▶ _YOUR GOAL_
Please output only the lines that run from the line containing "TARGET: cushioned bench seat" through the end of the material below, exactly.

▶ _RECORDED INFORMATION_

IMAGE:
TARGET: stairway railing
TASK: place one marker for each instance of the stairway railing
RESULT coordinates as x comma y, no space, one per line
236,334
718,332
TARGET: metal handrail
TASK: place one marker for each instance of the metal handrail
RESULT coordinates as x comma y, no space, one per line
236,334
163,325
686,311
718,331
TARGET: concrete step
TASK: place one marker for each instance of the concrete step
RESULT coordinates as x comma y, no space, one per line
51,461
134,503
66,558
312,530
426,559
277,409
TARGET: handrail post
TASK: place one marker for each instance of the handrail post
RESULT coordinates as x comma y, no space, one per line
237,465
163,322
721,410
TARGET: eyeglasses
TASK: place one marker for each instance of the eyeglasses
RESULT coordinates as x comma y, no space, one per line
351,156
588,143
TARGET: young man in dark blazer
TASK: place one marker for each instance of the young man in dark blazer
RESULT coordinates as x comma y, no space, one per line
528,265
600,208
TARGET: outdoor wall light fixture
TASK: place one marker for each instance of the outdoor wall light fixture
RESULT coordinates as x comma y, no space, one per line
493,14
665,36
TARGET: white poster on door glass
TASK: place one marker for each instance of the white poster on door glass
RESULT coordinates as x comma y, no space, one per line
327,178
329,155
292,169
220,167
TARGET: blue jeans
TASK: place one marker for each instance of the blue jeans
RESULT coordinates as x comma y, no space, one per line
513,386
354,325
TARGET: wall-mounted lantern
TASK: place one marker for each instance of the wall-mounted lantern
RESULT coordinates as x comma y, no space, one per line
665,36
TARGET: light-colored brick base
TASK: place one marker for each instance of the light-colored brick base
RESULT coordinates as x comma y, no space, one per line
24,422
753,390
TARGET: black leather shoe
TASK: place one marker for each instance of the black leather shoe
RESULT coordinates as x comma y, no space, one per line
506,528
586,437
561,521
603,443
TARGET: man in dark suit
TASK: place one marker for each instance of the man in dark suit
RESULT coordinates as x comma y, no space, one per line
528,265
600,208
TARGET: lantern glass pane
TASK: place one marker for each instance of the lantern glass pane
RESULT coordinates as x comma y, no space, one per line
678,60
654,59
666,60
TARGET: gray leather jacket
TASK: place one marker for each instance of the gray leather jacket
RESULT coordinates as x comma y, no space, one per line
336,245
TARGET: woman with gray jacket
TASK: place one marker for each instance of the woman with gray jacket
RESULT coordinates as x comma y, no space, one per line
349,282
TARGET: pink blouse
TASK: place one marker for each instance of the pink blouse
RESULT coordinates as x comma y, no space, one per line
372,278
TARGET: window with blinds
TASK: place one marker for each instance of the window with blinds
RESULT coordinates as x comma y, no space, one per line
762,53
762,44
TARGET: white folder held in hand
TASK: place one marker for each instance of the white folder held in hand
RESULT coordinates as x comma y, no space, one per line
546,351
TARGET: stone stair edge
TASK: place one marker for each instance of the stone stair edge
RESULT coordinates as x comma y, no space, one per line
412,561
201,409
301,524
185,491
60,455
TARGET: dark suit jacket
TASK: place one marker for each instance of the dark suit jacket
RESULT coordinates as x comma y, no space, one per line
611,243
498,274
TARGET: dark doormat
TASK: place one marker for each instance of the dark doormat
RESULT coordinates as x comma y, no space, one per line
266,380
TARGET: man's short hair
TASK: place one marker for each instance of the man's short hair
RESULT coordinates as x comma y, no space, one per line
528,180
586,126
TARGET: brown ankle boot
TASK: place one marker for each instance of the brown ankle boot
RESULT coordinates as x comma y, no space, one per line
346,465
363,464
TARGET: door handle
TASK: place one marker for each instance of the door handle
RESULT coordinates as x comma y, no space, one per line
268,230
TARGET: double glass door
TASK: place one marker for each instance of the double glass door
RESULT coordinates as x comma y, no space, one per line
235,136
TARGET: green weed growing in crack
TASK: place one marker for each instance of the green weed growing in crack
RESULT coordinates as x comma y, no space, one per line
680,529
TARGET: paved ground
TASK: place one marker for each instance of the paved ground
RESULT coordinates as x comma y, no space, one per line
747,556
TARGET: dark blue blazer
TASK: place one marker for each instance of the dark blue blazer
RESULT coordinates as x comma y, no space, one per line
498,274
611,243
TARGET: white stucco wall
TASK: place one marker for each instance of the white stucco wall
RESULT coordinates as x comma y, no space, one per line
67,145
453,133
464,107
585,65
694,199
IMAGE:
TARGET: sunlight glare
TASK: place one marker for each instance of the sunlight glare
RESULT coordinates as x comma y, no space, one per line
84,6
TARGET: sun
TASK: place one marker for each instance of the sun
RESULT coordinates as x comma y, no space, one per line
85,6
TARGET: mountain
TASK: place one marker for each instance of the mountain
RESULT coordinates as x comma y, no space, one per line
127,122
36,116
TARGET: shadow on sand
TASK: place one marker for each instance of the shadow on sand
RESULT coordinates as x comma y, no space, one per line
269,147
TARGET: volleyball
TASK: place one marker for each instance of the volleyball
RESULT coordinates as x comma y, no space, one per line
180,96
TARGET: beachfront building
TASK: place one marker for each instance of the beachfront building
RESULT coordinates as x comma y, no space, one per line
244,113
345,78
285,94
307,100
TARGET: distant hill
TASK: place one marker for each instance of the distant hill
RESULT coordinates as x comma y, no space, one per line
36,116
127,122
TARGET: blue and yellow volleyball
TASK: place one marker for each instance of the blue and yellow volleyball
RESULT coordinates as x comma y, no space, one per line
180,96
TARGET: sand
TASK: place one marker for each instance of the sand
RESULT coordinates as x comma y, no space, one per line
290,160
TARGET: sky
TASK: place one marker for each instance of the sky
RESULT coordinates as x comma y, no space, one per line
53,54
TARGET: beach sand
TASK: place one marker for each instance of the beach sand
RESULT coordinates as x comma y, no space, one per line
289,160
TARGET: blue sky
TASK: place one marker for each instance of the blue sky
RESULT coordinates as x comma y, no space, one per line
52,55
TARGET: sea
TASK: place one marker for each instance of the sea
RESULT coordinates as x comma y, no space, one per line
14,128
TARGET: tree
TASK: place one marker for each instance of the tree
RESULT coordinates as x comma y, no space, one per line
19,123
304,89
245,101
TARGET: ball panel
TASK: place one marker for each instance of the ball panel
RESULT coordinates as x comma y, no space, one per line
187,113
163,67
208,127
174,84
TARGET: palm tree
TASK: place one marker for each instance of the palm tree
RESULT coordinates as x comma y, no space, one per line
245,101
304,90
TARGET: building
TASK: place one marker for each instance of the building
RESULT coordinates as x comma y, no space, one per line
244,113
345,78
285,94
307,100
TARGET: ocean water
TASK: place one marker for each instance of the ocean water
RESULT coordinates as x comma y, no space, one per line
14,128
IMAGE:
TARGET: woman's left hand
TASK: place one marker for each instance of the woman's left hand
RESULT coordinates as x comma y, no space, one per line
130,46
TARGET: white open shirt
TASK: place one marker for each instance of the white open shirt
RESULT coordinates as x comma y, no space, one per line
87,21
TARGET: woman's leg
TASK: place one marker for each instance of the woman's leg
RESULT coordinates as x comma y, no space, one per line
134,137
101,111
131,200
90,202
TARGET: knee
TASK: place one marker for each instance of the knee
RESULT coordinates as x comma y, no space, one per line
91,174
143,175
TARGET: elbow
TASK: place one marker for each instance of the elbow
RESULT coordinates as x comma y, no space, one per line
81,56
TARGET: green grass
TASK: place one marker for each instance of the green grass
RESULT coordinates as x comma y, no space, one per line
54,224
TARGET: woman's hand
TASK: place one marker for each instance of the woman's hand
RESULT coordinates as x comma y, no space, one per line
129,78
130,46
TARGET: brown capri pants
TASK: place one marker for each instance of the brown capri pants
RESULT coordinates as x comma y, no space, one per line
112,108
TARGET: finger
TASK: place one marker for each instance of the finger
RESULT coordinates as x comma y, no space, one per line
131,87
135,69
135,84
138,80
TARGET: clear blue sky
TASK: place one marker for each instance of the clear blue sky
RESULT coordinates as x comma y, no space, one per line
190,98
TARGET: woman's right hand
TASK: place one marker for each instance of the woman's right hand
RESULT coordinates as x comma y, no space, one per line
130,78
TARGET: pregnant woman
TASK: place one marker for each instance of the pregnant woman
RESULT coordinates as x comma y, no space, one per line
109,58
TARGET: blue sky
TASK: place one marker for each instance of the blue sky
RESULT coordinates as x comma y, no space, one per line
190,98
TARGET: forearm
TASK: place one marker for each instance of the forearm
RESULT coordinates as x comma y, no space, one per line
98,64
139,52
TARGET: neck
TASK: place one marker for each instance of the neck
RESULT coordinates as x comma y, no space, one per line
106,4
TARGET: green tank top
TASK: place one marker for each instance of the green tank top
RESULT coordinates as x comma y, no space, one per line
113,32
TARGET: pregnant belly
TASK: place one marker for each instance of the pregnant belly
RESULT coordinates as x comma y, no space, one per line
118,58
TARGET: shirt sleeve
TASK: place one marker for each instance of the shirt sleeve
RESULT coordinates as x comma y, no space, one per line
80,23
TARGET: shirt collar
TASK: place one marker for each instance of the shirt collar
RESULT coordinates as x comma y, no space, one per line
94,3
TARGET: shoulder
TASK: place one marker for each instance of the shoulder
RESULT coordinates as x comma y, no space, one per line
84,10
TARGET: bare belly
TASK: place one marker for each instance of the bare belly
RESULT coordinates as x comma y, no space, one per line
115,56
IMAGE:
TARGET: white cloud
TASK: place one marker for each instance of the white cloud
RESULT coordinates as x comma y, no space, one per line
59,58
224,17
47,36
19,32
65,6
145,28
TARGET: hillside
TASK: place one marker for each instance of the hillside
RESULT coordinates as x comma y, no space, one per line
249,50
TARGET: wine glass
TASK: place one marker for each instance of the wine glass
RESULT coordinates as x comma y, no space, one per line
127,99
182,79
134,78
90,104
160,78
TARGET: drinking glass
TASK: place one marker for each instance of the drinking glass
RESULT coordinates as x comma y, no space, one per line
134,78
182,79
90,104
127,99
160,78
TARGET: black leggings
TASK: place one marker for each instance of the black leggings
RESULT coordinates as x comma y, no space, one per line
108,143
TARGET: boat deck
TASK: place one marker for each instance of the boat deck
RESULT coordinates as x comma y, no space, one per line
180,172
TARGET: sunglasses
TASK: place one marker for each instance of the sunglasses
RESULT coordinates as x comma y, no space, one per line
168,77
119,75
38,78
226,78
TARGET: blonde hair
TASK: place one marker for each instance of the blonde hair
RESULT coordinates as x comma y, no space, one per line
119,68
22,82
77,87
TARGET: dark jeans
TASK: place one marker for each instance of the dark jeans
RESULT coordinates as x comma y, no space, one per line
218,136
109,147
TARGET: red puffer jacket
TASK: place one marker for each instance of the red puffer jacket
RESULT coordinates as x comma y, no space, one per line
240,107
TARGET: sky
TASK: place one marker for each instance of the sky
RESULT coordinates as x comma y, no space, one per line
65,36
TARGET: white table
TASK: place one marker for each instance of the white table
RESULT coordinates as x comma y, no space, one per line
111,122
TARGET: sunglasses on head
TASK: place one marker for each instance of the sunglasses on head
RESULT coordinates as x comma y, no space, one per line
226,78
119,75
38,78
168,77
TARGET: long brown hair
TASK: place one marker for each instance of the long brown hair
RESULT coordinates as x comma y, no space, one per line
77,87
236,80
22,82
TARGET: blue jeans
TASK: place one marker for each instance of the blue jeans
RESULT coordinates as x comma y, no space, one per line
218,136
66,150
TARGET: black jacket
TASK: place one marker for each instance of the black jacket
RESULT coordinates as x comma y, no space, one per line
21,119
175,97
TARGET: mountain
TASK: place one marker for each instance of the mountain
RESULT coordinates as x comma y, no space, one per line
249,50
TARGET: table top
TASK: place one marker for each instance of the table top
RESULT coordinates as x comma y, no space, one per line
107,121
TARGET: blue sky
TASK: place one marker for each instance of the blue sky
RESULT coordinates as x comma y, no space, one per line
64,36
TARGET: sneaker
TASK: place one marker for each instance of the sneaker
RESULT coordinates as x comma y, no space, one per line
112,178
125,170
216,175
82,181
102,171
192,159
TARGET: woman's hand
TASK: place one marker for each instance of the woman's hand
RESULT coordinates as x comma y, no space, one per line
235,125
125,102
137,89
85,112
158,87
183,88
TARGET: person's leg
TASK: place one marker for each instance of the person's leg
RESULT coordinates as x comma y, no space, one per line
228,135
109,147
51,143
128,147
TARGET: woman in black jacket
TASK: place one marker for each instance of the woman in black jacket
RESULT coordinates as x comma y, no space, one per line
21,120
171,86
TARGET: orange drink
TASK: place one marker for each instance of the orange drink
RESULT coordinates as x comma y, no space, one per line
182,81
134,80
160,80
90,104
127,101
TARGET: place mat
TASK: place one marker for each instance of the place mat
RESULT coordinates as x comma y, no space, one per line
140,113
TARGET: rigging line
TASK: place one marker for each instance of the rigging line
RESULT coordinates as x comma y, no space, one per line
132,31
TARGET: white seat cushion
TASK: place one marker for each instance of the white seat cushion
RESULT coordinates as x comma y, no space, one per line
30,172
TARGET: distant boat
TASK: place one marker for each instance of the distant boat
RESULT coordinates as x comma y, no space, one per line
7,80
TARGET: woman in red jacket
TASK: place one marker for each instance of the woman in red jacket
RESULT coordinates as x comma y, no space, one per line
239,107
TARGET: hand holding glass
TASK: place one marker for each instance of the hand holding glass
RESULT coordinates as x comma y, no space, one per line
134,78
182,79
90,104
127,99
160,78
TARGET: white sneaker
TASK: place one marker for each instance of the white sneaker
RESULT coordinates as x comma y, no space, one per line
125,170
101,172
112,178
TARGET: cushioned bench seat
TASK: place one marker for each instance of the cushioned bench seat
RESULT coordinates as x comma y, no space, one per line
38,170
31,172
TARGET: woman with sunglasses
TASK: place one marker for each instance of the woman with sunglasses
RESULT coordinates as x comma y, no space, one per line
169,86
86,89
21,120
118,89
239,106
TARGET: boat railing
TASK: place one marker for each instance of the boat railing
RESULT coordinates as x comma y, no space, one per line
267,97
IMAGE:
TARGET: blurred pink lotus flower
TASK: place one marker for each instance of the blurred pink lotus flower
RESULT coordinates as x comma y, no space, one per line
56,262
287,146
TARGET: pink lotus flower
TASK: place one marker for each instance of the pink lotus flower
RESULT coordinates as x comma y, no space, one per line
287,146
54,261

▶ _SOLUTION TO THIS EXERCISE_
TARGET: cushioned bench seat
TASK: place one marker for each instance of the cushioned bench seat
RESULT coordinates as x comma y, no space, one per line
38,170
31,172
TARGET: woman with sunglasses
TASK: place one marker for each instance of the woman with sunglasses
RESULT coordinates as x comma y, no space, one per line
169,86
86,89
21,120
118,89
239,106
TARGET: boat railing
TASK: place one marker for each instance of the boat railing
RESULT coordinates as x comma y, no space, one per line
267,97
IMAGE:
TARGET: blurred pink lotus flower
TASK: place one marker for each instance of the blurred pink lotus flower
RESULT coordinates as x comma y, no space, one per line
56,262
287,146
TARGET: pink lotus flower
TASK: place one marker for each instance of the pink lotus flower
RESULT coordinates as x comma y, no space, one per line
287,146
54,261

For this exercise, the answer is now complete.